THE TASK.
Give every line below again, exactly as it appears.

SUPPLIED MATERIAL.

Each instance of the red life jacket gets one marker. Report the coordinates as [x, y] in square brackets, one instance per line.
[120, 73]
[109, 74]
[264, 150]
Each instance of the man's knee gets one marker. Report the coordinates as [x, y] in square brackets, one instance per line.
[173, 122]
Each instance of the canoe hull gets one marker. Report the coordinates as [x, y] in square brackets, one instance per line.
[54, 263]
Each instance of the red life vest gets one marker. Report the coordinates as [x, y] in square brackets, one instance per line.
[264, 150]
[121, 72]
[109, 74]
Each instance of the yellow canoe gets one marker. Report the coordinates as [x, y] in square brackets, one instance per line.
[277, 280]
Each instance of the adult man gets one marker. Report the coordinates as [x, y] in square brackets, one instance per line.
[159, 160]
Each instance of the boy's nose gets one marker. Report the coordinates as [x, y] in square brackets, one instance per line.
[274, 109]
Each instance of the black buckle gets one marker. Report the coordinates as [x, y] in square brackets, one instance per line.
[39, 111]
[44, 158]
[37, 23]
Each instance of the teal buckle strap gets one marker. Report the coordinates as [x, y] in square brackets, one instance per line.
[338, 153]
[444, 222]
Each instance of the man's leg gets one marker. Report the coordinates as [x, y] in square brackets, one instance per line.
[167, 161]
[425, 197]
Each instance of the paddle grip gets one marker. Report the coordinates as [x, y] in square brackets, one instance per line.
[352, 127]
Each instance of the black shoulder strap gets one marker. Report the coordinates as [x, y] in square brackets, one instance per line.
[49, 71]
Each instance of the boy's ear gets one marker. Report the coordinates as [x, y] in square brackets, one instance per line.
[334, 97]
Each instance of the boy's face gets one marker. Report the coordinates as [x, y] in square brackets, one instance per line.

EXERCISE OUTPUT.
Each instance of the red life jacket gets one marker. Report the coordinates as [x, y] in square brackets, one instance per line.
[120, 73]
[109, 74]
[264, 150]
Each instance of the man's knee gets one marker. Report the coordinates as [x, y] in square brackets, one instance per line.
[173, 122]
Each instance of the canoe hull gets one marker. Report the coordinates as [x, y] in square brackets, one instance per line.
[54, 263]
Each instance of the red life vest gets one marker. Report the coordinates as [x, y] in square brackets, one instance per line.
[264, 150]
[121, 72]
[109, 74]
Each instance of the yellow canoe gets one marker. Report the coordinates as [x, y] in square brackets, one instance per line.
[277, 280]
Each instance of the adult man gets one marker. Report the coordinates as [x, y] in square brackets, one instance per line.
[159, 160]
Each instance of the boy's nose gets one marker. Report the coordinates as [x, y] in square brackets, one instance per line.
[274, 109]
Each instance of the black buckle gets one marker. Report the coordinates as [x, y] in square brackets, one instance per line.
[39, 111]
[44, 158]
[37, 23]
Each instance of the teal buckle strap gets one marker. Report the coordinates as [x, y] in square brackets, one instance per line.
[338, 153]
[444, 222]
Each instance of the man's leg gets one marker. Report the coordinates as [x, y] in square brackets, one instance per line.
[167, 161]
[425, 197]
Each instance of the paddle grip gets one marker. Report the coordinates as [x, y] in square brackets, one instance per line.
[352, 127]
Each instance of the black shoulder strap gets one marker. Report the coordinates as [x, y] in square brackets, one instance per line.
[49, 71]
Each instance of the boy's ear gets one marker. Report the coordinates as [x, y] in square brackets, one instance per line.
[334, 97]
Each instance of the boy's face gets one marker. Report the coordinates as [x, y] in square brackets, one instance per line.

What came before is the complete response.